● **Records shown**
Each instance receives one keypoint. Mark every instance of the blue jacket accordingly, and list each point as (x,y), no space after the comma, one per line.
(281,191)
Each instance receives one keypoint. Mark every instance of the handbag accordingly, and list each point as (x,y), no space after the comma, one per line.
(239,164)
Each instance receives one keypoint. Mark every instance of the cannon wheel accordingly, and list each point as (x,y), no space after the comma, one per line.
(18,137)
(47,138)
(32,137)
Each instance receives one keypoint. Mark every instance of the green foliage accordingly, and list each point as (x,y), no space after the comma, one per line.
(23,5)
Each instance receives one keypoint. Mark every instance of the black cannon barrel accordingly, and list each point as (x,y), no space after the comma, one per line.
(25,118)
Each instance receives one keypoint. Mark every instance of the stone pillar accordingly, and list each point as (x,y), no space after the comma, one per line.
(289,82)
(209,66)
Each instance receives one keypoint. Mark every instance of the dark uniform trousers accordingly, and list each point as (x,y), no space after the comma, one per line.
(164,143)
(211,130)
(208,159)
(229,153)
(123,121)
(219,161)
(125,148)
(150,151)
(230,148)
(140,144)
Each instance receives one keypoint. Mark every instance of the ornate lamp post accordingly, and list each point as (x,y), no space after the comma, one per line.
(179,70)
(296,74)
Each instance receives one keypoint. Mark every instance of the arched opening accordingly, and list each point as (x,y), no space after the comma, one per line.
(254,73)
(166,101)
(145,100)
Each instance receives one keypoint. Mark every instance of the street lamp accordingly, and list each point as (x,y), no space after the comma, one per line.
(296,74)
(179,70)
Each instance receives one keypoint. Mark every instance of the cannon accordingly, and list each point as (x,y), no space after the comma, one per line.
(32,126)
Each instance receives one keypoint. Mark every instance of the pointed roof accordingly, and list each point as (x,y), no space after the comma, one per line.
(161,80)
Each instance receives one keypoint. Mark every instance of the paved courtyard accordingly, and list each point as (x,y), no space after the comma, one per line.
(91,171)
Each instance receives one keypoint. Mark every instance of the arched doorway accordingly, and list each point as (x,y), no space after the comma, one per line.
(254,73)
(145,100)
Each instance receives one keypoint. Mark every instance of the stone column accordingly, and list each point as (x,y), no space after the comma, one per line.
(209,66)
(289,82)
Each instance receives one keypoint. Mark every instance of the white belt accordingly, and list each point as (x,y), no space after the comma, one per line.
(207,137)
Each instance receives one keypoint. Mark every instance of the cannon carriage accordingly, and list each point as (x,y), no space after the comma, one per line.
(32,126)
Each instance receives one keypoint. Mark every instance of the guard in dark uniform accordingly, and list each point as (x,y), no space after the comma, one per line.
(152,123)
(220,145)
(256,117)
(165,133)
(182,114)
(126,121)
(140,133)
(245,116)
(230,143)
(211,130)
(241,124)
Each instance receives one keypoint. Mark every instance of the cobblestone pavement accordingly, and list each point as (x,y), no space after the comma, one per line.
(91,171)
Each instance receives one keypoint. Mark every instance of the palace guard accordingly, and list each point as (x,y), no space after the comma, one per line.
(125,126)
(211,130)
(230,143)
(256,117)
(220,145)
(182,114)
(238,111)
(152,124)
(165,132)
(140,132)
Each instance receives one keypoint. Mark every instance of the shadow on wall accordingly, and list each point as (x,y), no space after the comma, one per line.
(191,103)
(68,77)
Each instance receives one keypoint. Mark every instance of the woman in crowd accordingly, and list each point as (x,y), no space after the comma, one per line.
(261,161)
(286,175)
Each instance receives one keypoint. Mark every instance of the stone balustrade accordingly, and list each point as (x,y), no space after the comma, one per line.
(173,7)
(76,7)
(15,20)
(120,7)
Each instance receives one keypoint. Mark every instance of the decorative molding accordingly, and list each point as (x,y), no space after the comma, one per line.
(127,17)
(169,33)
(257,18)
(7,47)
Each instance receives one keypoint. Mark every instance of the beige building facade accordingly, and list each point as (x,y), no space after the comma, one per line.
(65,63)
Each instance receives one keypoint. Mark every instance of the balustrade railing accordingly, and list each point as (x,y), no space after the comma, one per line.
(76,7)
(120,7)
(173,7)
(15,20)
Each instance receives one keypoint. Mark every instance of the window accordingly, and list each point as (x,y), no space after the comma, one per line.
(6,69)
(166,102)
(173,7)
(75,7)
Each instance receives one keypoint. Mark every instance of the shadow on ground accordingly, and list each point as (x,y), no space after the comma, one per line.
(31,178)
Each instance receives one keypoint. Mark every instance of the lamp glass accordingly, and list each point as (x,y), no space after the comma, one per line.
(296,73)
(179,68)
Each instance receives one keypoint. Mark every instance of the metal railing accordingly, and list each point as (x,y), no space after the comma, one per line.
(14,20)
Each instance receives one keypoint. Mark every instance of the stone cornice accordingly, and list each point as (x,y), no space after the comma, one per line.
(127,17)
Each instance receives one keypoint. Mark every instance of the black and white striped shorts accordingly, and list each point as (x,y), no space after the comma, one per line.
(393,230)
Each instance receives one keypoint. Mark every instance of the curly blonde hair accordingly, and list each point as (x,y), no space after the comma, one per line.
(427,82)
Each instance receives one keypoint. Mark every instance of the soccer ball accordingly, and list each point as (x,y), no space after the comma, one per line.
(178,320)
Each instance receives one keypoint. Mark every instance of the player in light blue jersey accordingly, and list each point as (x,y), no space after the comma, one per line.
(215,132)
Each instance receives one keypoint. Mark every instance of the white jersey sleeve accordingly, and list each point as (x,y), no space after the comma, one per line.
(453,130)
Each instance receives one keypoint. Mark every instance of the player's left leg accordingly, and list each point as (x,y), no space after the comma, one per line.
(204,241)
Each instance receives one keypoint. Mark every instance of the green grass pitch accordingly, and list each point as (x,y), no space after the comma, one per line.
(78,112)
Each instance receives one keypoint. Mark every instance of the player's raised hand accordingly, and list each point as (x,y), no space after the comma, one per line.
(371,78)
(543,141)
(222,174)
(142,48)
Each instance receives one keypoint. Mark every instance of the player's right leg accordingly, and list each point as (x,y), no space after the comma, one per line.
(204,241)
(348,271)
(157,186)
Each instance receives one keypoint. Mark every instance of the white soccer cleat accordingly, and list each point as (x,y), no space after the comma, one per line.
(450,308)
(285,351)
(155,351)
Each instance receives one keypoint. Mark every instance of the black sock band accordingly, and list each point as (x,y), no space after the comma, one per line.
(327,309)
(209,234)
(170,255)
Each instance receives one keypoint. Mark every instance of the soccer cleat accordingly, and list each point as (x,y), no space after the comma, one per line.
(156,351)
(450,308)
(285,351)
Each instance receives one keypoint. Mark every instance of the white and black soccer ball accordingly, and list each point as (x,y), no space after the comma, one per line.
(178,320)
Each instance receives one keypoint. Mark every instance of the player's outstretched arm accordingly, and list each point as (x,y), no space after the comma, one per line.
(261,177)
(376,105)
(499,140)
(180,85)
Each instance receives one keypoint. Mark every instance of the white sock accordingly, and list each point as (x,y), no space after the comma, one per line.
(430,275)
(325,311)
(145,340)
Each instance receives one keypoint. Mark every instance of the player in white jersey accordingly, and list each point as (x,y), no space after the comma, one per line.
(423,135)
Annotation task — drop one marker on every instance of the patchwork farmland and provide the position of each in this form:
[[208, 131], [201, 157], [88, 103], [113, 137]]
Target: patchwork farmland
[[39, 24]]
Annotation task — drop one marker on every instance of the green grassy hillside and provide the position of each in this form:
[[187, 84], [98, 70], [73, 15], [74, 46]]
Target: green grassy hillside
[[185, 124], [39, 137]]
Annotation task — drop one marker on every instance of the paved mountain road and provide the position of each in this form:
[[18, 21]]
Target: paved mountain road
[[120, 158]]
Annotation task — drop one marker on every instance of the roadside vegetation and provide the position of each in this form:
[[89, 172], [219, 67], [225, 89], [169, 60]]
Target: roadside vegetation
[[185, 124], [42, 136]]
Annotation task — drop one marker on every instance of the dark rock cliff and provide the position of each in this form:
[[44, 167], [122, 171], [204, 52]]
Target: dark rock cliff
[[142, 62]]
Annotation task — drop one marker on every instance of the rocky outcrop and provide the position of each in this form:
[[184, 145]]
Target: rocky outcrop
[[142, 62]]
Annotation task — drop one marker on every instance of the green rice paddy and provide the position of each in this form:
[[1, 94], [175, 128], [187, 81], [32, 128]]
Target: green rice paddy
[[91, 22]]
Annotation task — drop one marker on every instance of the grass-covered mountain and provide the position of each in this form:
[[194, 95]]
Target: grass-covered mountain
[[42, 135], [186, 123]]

● **Exercise description**
Your task is to reproduce, exactly and exclusively, the lines from the one holding "[[1, 94], [175, 128], [187, 81], [32, 128]]" through the final line of the listing.

● **Solved exercise**
[[1, 94], [175, 128], [187, 81], [32, 128]]
Target: green rice paddy
[[91, 22]]
Annotation task — drop one marker on every instance of the grass-covered mountain and provide the position of each in this form:
[[194, 95]]
Target: grass-covered mountain
[[42, 135], [186, 123]]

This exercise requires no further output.